▶ **Problem description**
Extract every line in the items below that contains the string "pelican" and copy each one in full. Matching is case-sensitive.

▶ **Supplied records**
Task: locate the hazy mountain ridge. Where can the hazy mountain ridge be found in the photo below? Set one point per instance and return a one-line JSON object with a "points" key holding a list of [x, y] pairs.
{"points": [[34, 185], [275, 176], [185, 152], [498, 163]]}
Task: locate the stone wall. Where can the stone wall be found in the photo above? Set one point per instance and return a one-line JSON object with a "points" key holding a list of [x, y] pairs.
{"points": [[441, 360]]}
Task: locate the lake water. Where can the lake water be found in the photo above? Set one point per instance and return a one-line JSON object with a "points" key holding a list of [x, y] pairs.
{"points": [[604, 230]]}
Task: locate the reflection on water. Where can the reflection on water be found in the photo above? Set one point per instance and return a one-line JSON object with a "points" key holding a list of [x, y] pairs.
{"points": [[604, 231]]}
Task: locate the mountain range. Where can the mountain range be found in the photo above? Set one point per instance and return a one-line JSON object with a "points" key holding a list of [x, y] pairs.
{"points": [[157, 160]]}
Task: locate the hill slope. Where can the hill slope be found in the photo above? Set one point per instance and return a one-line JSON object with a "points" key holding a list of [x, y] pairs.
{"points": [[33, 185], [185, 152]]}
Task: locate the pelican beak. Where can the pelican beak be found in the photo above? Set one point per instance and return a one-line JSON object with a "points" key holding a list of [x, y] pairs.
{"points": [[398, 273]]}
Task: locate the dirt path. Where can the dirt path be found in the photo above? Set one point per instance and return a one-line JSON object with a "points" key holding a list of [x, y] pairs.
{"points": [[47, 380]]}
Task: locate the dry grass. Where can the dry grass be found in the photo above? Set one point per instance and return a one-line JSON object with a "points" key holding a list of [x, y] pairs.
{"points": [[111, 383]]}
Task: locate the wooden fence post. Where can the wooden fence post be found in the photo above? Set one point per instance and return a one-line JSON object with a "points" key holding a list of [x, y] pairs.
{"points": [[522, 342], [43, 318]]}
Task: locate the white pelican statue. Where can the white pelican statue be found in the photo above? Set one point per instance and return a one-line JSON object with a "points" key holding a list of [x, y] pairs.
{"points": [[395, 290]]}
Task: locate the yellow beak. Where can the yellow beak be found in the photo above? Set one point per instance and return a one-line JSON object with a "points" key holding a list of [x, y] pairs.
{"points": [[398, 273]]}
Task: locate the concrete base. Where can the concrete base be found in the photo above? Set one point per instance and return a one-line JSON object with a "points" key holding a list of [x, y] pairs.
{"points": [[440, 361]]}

---

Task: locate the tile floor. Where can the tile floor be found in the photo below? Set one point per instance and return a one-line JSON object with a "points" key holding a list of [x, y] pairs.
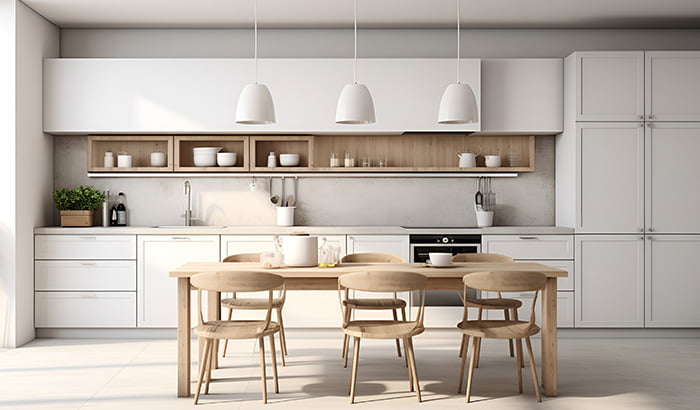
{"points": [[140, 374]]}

▶ **Exercise output**
Task: locate the pelican beak. Where can the pelican beak be found in the photo above? Set one point per instance and return a one-line JSON object with a "points" key holding a list of [x, y] pairs.
Task: locate the white pelican statue. Where can the white pelican statue be found in the photo above? Set one point per instance and return a one-line JSON object with a "points" key holding a list of [x, y] pairs.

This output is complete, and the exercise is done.